◆ Yönergeler:
(a) Lütfen tapu iptali ve tescil kararına göre şu üç ifadenin doğru olup olmadığını belirtin: (i) Davacının istediği taşınmazlar Nasıpınarı ve Dağyolu mevkilerinde bulunmaktadır. (ii) Mahkeme, 176 ada 31 parsel yönünden davayı reddetmiştir. (iii) Karar tarihi 08.11.2010'dur. Her ifade için evet ya da hayır deyin ve karara esas olan sözleri metinden aynen alıntılayın.
(b) Tapu iptali ve tescil kararını, son cümlesinden sonra devam ettirin.

___ Metin Alıntısı ___

Abaküs Yazılım
8. Hukuk Dairesi
Esas No: 2010/2323
Karar No: 2010/5391
Karar Tarihi: 08.11.2010

Yargıtay 8. Hukuk Dairesi 2010/2323 Esas 2010/5391 Karar Sayılı İlamı

8. Hukuk Dairesi         2010/2323 E.  ,  2010/5391 K.

    "İçtihat Metni"

    MAHKEMESİ :Asliye Hukuk Mahkemesi
    DAVA TÜRÜ : Tapu İptali ve Tescil

    ... ile ... ve ... aralarındaki tapu iptali ve tescil davasının kısmen kabulüne, kısmen reddine ve kısmen de karar verilmesine yer olmadığına dair ...Asliye Hukuk Mahkemesinden verilen 22.12.2009 gün ve 49/111 sayılı hükmün Yargıtay"ca incelenmesi davalı ... vekili tarafından süresinde istenilmiş olmakla dosya incelendi gereği düşünüldü:

    K A R A R

    Davacı, kazanmayı sağlayan zilyetlik hukuksal nedenine dayanarak hudutlarını belirttiği Nasıpınarı mevkiinde bulunan iki ayrı taşınmaz ile Dağyolu mevkiinde bulunan bir parça taşınmazın davalı ... üzerindeki tapu kaydının iptali ile adına tescilini istemiştir.
    Davalı ... vekili, davanın reddine karar verilmesi gerektiğini savunmuştur.
    Mahkemece, 209 ada 209 parsel yönünden davanın reddine, 209 ada 40 parsel hakkında yöntemine uygun şekilde açılmış dava bulunmadığından karar verilmesine yer olmadığına, 176 ada 31 parsel yönünden davanın kabulüne karar verilmiş, hüküm davalı ... vekili tarafından temyiz edilmiştir.

___ Sağlanan Bilgiler ___

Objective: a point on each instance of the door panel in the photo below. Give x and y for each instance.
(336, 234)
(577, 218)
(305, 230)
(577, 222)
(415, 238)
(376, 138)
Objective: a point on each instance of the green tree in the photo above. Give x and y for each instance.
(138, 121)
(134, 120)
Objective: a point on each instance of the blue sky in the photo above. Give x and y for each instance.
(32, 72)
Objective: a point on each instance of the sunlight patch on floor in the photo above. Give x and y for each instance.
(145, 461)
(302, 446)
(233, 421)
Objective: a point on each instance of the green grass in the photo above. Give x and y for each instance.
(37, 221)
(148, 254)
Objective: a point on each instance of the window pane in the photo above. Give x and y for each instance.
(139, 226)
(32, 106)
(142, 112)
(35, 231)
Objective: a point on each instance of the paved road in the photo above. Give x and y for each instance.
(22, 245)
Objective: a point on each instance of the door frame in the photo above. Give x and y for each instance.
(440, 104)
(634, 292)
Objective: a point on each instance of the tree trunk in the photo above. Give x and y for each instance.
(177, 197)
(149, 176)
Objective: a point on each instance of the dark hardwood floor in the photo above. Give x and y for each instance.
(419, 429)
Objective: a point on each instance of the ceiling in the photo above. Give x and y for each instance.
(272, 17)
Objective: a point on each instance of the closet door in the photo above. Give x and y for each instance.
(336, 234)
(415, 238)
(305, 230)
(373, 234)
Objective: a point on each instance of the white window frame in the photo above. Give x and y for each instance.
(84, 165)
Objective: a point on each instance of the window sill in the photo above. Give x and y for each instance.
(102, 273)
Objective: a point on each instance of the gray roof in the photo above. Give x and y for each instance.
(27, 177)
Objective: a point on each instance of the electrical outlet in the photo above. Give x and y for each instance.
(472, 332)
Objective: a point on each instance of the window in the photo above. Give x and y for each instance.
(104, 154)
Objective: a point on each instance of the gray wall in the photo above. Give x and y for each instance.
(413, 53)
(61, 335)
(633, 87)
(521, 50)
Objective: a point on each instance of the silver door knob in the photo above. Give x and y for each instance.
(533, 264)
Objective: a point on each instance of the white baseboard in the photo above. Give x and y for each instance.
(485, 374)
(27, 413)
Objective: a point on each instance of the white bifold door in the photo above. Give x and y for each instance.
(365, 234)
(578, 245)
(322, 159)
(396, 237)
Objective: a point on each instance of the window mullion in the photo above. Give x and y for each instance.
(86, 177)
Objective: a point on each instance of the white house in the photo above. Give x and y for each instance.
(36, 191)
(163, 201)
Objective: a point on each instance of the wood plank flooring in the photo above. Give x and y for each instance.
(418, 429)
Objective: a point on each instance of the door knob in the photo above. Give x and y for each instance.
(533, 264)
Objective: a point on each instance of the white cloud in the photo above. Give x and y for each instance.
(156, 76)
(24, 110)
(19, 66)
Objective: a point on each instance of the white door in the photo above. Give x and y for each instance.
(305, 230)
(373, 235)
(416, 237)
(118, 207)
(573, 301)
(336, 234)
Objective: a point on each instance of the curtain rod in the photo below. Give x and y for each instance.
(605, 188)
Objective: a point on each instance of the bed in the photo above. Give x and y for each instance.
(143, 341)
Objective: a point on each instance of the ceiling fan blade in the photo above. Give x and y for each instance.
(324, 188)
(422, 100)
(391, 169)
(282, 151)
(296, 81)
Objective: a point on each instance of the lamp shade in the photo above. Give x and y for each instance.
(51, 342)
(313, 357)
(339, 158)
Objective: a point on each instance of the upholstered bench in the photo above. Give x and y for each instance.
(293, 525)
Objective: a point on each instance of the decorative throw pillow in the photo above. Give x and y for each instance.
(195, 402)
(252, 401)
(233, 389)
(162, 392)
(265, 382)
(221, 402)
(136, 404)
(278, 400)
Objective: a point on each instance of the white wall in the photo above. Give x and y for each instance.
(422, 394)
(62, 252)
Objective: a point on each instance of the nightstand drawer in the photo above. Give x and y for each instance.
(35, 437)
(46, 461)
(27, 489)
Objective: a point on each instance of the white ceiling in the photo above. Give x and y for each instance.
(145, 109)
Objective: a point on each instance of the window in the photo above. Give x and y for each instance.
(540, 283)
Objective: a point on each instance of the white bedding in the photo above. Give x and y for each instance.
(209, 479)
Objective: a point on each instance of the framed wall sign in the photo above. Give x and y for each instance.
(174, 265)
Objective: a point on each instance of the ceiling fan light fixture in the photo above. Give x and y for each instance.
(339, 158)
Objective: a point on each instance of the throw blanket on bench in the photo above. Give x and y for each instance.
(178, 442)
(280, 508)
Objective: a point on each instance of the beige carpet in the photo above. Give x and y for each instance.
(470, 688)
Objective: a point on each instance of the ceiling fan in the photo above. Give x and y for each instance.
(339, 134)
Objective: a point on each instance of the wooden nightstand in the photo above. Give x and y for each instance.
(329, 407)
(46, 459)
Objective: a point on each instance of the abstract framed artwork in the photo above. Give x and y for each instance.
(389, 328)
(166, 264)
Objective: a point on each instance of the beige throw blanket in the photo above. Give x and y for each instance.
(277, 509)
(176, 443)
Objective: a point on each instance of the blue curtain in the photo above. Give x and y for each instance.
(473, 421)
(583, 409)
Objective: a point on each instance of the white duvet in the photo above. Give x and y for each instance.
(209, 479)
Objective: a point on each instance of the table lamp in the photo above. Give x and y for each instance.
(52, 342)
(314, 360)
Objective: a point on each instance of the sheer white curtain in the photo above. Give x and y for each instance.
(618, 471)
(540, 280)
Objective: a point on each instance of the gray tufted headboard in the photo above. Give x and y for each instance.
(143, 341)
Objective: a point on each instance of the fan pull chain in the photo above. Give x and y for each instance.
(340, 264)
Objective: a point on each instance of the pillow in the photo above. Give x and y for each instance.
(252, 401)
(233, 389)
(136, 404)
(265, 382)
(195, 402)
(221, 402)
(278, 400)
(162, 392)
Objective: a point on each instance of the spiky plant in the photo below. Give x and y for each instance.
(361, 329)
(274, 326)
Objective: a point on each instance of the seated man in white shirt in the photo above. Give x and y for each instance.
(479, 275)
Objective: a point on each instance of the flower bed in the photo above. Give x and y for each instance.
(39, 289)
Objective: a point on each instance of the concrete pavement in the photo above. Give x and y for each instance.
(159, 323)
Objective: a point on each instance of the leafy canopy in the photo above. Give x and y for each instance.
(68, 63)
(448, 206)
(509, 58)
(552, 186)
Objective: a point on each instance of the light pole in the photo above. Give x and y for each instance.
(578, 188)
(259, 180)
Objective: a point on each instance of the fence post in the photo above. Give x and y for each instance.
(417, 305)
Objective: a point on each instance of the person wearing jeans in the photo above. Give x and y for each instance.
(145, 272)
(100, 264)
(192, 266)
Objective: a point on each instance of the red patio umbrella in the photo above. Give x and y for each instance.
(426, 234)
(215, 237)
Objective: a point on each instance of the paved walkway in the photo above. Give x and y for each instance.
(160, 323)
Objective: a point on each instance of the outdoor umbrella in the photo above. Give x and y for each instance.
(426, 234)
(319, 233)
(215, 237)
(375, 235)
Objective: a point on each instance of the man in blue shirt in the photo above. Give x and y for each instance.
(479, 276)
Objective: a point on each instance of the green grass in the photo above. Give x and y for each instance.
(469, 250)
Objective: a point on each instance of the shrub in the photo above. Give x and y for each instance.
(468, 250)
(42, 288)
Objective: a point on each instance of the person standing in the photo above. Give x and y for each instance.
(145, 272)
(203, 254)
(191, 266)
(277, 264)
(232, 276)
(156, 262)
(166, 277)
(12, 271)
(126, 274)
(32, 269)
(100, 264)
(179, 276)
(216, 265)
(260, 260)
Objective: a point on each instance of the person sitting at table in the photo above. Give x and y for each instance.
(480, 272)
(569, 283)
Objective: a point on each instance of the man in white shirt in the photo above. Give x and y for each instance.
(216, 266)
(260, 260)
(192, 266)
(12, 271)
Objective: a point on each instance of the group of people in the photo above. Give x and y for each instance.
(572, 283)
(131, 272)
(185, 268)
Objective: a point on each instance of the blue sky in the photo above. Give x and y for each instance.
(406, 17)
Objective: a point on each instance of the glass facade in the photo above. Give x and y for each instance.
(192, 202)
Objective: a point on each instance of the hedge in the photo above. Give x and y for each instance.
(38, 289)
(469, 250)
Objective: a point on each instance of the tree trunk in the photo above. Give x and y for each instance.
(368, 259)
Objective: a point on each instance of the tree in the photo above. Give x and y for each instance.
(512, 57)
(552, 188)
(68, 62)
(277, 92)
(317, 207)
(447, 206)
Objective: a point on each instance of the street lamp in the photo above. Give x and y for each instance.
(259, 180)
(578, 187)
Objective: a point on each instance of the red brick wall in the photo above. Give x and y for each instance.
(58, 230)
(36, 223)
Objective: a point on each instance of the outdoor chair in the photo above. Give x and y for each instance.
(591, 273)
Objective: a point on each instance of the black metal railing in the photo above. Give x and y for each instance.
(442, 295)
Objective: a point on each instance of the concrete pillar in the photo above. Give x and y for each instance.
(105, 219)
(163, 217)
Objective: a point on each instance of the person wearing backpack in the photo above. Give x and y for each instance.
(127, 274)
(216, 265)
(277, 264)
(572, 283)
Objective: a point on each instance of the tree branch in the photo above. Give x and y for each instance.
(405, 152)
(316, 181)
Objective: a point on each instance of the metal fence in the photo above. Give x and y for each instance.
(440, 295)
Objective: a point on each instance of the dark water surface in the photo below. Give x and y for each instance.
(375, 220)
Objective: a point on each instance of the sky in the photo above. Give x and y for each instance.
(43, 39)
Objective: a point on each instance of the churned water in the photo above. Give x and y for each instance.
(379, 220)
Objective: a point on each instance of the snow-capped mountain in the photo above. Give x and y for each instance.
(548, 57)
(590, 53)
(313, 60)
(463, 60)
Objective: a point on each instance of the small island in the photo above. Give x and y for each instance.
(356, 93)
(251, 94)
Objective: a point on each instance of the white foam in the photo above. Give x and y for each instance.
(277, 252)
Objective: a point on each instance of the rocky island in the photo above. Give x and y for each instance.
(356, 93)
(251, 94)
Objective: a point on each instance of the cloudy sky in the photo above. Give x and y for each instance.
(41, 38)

___

◆ Görev Yanıtları:
(a)
(i) Evet: "Nasıpınarı mevkiinde bulunan iki ayrı taşınmaz ile Dağyolu mevkiinde bulunan bir parça taşınmazın"
(ii) Hayır: "176 ada 31 parsel yönünden davanın kabulüne karar verilmiş"
(iii) Evet: "Karar Tarihi: 08.11.2010"

(b)
    Davacı, dosya arasında bulunan fen bilirkişi Selahattin Karaerik tarafından tanzim edilen 05.10.2009 tarihli rapor ekindeki krokide gösterilen 176 ada 31 parsel içinde bulunan C harfi ile gösterilen 1571.56 m2, D harfi ile gösterilen 1715.36 m2 ve E harfi ile gösterilen 4173.00 m2 yerin iptal ve tescilini istediği halde mahkemece 176 ada 31 parselin tamamı yönünden davanın kabulüne karar verilmiş olması HUMK.nun 74. ve 75. maddelerine aykırı olup, doğru olmamıştır.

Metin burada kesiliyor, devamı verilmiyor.